- What you will do: Copy out, exactly as given, every line from the line with "Pick out the white baseball" to the end of the listing, both of those lines included.
++++ Listing ++++
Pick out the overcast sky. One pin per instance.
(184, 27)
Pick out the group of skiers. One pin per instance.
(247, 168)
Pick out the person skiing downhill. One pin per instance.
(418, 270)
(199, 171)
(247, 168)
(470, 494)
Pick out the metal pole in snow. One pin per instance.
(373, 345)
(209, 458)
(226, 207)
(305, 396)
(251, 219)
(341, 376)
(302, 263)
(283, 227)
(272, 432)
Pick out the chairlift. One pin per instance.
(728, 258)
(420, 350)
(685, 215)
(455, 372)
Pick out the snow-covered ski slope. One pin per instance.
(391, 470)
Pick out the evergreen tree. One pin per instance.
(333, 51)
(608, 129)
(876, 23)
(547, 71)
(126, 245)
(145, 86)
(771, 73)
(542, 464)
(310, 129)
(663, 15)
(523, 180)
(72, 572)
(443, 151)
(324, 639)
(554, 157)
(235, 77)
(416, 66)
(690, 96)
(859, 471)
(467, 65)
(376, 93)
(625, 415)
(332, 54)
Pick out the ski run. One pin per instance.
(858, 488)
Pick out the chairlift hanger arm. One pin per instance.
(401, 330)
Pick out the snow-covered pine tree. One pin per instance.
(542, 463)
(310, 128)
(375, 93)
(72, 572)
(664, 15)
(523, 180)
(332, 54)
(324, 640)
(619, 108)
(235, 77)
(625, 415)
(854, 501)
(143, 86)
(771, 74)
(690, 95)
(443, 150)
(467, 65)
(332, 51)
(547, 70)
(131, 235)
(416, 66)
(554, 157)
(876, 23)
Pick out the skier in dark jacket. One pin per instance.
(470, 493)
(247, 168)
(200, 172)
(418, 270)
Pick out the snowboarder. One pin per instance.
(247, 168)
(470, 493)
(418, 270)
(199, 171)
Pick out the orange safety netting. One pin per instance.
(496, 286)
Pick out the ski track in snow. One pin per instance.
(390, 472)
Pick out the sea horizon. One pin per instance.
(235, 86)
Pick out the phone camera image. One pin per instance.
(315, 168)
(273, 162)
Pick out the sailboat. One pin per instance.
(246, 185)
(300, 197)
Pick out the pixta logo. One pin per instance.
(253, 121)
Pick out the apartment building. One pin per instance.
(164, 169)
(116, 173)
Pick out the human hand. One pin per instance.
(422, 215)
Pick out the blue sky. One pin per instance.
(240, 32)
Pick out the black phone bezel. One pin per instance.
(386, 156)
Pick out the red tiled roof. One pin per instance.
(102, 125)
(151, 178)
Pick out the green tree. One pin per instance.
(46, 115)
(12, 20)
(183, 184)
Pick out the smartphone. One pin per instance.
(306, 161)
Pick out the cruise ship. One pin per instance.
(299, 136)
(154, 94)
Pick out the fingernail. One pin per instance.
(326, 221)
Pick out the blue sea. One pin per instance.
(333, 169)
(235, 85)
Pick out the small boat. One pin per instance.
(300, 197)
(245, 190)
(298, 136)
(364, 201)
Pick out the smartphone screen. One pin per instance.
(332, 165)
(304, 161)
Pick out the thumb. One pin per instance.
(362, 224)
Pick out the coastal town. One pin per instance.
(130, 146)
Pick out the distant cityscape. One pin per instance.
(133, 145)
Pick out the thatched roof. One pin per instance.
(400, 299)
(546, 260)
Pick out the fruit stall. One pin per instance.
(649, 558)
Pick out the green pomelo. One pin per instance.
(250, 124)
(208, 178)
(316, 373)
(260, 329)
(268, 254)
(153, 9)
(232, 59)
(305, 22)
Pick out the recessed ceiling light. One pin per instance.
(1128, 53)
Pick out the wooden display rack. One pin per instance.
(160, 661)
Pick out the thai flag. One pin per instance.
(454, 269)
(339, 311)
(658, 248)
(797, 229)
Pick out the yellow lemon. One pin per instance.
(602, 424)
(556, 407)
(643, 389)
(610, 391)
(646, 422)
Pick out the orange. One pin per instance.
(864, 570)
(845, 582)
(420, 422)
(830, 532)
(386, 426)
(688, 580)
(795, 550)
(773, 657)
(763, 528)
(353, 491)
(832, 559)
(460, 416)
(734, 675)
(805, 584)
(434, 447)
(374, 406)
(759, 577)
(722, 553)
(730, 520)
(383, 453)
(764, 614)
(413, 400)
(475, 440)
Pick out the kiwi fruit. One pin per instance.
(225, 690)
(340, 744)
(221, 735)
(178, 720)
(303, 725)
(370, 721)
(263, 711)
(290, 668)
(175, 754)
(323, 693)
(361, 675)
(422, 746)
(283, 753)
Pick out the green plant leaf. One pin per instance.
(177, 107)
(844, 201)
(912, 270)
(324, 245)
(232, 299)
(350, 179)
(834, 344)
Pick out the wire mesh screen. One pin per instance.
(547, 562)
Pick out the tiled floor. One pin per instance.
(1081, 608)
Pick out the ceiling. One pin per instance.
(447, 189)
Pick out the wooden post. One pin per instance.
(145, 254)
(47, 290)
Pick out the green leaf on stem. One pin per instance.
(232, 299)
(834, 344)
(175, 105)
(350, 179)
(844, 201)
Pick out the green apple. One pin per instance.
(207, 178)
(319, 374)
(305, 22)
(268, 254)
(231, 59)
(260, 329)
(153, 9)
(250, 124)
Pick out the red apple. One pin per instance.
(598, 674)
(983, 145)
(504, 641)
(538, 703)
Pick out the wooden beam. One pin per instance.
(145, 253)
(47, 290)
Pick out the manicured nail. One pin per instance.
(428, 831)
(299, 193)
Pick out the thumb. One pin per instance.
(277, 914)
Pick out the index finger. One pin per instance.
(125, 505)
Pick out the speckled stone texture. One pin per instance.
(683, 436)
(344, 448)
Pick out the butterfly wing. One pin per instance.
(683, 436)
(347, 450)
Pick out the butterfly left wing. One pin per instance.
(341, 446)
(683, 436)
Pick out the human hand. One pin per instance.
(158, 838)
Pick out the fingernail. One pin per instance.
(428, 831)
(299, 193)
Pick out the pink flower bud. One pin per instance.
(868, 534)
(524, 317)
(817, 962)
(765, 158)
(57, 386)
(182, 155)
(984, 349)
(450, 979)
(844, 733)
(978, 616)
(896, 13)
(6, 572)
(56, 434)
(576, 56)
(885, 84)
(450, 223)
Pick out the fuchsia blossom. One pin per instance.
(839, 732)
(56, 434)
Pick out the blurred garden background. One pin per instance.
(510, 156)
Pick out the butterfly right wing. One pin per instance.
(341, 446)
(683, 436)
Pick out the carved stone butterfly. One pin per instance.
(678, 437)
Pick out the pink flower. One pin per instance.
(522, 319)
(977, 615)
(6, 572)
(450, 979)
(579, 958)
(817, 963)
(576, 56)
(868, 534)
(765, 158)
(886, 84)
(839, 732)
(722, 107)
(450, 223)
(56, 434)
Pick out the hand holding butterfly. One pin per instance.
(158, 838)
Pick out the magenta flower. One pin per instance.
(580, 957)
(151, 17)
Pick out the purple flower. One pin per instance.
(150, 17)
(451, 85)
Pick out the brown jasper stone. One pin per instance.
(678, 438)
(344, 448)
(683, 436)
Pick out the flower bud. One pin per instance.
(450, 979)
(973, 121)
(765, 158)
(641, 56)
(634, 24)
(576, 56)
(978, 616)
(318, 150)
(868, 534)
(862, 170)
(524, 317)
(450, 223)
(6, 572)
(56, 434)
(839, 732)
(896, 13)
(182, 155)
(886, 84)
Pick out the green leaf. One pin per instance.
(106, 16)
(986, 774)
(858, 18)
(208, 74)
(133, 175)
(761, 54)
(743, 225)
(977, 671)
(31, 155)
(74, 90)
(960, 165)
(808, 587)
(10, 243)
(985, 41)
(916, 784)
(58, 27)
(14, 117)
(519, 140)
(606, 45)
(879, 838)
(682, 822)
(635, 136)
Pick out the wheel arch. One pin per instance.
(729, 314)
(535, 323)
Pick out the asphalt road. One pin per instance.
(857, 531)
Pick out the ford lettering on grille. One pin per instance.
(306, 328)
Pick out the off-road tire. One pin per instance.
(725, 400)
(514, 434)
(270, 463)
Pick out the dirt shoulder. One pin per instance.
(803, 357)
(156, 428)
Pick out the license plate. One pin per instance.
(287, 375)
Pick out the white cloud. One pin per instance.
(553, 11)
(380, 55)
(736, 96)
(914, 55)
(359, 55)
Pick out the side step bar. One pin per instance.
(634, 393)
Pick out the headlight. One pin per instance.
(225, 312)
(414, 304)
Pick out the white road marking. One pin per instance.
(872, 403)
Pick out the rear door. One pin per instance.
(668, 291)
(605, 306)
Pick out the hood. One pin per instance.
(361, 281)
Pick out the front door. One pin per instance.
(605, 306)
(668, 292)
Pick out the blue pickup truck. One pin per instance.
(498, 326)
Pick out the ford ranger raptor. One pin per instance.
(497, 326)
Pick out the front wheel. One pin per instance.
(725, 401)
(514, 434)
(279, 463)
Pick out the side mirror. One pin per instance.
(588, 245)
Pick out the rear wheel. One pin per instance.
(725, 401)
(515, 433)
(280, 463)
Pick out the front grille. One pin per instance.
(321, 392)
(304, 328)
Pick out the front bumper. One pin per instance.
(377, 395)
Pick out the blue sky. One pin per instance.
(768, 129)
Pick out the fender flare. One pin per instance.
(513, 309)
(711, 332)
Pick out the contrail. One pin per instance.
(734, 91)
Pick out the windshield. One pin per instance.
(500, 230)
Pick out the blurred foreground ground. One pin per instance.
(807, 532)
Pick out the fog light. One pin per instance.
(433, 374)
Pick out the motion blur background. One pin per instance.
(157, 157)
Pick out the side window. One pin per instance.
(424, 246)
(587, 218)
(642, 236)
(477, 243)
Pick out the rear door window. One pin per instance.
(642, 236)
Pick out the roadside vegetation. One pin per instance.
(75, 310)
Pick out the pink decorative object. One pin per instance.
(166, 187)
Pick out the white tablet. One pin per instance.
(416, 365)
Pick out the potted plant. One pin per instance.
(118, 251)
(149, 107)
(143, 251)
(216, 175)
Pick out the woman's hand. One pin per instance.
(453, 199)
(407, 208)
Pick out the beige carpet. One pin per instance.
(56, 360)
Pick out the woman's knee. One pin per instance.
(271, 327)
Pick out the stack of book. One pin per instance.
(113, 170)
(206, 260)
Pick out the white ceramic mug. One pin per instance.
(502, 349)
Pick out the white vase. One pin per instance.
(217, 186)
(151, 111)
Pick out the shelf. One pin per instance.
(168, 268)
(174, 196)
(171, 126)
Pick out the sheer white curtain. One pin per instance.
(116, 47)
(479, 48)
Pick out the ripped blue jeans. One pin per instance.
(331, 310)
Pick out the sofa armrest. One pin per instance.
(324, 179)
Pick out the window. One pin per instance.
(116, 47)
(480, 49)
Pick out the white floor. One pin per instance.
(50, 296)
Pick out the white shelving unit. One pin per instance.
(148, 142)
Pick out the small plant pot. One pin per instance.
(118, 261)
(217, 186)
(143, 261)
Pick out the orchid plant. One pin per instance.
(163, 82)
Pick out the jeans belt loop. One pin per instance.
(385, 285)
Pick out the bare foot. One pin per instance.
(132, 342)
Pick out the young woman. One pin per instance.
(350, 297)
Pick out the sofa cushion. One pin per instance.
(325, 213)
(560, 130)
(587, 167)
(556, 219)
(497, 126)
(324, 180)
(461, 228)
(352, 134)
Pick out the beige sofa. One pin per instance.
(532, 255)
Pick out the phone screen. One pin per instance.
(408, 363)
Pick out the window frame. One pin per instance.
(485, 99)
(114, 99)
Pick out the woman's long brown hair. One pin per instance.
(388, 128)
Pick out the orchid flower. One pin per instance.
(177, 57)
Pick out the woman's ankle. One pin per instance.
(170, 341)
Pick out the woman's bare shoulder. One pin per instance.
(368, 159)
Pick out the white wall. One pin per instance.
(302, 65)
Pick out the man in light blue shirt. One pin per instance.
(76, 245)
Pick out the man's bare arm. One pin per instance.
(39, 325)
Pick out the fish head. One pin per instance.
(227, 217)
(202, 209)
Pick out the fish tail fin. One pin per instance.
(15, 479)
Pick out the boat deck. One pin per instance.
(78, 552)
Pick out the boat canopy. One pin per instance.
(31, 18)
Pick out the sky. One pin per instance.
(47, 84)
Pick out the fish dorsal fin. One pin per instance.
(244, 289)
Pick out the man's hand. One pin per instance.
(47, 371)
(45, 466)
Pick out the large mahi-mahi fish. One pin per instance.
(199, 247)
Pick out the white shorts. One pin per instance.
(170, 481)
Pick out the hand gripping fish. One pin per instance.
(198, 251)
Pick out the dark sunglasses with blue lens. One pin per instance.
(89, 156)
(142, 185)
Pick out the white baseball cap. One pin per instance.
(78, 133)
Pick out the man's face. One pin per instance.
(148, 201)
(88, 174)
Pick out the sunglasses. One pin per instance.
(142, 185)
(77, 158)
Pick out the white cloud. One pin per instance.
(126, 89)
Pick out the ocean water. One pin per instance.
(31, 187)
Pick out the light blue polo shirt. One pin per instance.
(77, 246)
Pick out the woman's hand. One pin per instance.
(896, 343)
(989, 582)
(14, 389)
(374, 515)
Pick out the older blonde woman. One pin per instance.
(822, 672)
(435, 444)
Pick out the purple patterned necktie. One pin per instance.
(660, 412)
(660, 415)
++++
- Solution to the exercise:
Pick out the white baseball cap. One pin per instance.
(78, 133)
Pick out the man's face. One pin per instance.
(148, 201)
(88, 174)
Pick out the sunglasses. One pin per instance.
(142, 185)
(77, 158)
Pick out the white cloud. One pin per instance.
(126, 89)
Pick out the ocean water. One pin per instance.
(31, 187)
Pick out the light blue polo shirt. One pin per instance.
(77, 246)
Pick out the woman's hand. One pin per instance.
(896, 343)
(989, 582)
(14, 389)
(374, 515)
Pick out the older blonde woman. One pin per instance.
(822, 672)
(435, 444)
Pick out the purple patterned necktie. One pin per instance.
(660, 412)
(660, 415)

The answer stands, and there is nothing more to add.